┌─ QUOTED PASSAGE

I discussed the Rigoberta Menchu controversy in more detail here, quoting a horde of academics responding to the revelation that her autobiography was much more polemical fiction than fact with variations of the following typical comment:
“I think Rigoberta Menchu has been used by the right to negate the very important space that multiculturalism is providing in academia,” says Marjorie Agosin, head of the Spanish department at Wellesley College. “Whether her book is true or not, I don’t care. We should teach our students about the brutality of the Guatemalan military and the U.S. financing of it.”
Another typical response, from a “Professor of Spanish”:
Although I have many doubts concerning Rigoberta’s veracity, I am inclined to defend her status, since very little has been done to recognize minorities in this world…. [S]he deserves the recognition, even though her testimony may be somehow false. If her testimony is false, it, however, is based in true facts, for many of the events that she narrates, one can confirm it in any international news paper.

└─
┌─ LISTED RECORDS

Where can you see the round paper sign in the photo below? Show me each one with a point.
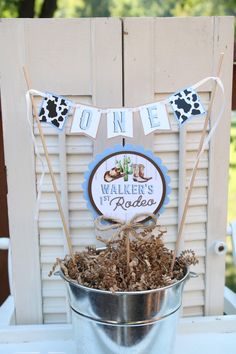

└─
┌─ LISTED RECORDS

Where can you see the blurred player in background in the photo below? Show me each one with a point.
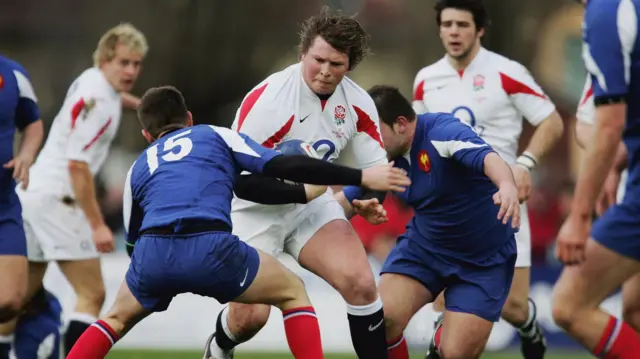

└─

» **WHAT IS BEING ASKED**
In the passage on the Rigoberta Menchu controversy, who is identified as head of the Spanish department at Wellesley College?

» **ANSWER TO THIS EXERCISE**
Marjorie Agosin